- **TASK OBJECTIVE**
Write out the records again from the line containing "Wildlife-tally request: put a marker on the black" through the end of the records, substituting "pin" for "marker" and leaving everything else unchanged.
• • • • •
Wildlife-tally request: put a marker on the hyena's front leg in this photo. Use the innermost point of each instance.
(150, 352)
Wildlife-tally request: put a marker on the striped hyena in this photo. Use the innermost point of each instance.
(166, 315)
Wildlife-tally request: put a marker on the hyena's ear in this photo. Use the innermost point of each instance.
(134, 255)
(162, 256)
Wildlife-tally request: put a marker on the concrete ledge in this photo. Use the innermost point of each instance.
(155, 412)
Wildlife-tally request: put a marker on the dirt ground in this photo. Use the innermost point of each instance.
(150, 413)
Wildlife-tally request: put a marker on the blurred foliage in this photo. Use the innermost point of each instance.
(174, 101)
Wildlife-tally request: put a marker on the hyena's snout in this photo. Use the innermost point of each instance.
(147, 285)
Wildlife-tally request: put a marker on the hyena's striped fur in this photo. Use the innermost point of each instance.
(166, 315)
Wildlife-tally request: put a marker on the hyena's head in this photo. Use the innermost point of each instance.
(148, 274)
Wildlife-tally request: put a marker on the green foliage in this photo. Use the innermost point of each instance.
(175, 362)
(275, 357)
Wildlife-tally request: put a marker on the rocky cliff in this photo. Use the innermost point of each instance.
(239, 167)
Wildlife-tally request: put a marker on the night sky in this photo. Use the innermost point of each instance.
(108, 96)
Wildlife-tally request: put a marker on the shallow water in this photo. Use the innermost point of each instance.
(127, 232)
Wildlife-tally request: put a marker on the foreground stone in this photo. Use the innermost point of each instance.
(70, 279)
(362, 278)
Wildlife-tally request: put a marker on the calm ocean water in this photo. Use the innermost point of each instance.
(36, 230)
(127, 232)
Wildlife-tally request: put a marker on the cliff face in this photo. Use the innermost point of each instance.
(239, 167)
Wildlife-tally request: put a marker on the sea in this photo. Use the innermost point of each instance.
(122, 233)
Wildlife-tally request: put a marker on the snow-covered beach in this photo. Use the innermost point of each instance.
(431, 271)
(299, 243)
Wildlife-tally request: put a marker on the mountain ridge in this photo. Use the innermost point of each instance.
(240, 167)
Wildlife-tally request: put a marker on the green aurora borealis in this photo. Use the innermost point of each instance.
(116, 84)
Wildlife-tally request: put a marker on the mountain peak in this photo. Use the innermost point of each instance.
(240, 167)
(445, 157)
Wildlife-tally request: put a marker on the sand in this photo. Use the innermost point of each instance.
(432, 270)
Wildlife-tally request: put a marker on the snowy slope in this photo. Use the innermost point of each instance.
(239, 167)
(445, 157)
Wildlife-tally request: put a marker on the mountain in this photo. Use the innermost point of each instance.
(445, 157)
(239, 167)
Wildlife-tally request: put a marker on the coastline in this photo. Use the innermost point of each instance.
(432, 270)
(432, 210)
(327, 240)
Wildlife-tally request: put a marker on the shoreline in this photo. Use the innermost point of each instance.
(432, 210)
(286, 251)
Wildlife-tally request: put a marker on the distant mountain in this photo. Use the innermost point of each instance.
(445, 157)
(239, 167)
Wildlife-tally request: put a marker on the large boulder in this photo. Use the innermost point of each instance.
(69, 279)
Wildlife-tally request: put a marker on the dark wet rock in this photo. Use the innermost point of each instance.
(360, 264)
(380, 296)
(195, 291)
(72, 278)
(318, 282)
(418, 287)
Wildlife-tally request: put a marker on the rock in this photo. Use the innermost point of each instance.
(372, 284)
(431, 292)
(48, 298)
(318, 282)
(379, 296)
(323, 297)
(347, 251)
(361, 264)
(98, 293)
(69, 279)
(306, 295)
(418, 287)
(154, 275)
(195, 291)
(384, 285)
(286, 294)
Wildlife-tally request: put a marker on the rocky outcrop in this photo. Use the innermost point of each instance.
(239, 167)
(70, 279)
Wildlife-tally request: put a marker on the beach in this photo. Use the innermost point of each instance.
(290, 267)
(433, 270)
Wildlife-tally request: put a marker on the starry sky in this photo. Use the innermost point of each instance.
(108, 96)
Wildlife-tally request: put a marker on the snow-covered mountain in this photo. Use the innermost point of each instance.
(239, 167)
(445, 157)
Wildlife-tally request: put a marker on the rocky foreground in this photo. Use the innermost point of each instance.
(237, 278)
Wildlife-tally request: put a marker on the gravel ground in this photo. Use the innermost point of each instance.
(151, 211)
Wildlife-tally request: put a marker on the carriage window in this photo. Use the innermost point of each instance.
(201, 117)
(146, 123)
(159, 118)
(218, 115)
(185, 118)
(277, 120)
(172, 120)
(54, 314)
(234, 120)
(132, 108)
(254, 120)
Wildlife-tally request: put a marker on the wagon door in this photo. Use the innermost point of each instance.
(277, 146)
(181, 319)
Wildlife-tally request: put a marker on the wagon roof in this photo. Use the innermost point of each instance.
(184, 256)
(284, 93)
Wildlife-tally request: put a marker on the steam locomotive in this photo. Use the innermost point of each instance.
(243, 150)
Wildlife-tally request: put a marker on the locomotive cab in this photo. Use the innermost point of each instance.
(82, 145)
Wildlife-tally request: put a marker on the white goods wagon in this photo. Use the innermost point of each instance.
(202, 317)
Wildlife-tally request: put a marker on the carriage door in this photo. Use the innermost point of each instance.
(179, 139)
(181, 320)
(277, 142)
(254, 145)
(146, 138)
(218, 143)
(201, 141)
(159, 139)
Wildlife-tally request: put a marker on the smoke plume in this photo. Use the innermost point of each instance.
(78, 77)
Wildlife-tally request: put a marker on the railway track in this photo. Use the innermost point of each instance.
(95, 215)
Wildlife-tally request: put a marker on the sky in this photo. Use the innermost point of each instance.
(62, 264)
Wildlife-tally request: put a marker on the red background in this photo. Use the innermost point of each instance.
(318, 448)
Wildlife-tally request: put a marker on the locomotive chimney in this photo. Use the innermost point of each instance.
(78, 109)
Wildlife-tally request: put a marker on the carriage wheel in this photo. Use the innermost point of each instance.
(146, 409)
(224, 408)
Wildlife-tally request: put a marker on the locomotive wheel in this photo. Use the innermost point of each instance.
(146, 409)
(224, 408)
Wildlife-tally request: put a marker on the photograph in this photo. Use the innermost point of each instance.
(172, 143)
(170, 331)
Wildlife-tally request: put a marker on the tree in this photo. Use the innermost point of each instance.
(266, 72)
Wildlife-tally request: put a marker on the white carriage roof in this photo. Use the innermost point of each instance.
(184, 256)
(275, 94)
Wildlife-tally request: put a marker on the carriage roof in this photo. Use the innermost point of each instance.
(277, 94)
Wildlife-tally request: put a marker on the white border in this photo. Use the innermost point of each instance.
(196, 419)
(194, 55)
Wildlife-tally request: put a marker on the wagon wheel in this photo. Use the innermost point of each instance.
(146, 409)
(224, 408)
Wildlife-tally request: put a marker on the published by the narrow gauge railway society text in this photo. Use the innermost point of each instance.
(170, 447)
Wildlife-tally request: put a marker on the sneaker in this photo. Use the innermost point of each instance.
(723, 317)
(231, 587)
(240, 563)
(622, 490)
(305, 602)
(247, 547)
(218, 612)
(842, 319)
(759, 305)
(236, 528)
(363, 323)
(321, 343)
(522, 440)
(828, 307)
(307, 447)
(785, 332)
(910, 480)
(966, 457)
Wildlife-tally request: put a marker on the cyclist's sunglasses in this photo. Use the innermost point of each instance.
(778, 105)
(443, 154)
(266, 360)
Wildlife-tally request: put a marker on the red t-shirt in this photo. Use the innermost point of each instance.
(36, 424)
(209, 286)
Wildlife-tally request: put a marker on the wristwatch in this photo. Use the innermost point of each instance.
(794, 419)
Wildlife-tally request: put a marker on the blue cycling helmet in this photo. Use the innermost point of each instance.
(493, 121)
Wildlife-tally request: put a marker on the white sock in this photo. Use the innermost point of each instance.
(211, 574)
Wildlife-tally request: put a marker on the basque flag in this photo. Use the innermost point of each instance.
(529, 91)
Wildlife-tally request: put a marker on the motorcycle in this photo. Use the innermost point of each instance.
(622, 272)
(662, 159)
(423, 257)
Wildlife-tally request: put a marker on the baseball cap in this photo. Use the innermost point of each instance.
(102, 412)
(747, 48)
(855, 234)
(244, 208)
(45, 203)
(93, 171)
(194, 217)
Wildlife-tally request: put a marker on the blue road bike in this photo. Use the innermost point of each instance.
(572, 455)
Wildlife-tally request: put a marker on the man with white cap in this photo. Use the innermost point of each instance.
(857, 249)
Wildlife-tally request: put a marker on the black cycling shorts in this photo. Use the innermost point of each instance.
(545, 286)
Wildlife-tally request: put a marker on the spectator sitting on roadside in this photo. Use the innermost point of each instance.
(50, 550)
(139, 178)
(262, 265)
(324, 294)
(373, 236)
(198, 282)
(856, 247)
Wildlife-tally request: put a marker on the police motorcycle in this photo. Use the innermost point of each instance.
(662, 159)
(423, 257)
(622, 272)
• • • • •
- **SOLUTION BELOW**
Wildlife-tally request: put a pin on the black cycling shorts in this photo. Use the innermost point of each instance.
(545, 286)
Wildlife-tally request: put a pin on the spectator sitting on roadside in this photo. Use the innermost point of each instance.
(50, 550)
(139, 178)
(262, 265)
(324, 294)
(373, 236)
(198, 282)
(856, 247)
Wildlife-tally request: put a pin on the police motorcycle in this photo. Use the innermost point of each instance.
(662, 159)
(423, 257)
(622, 272)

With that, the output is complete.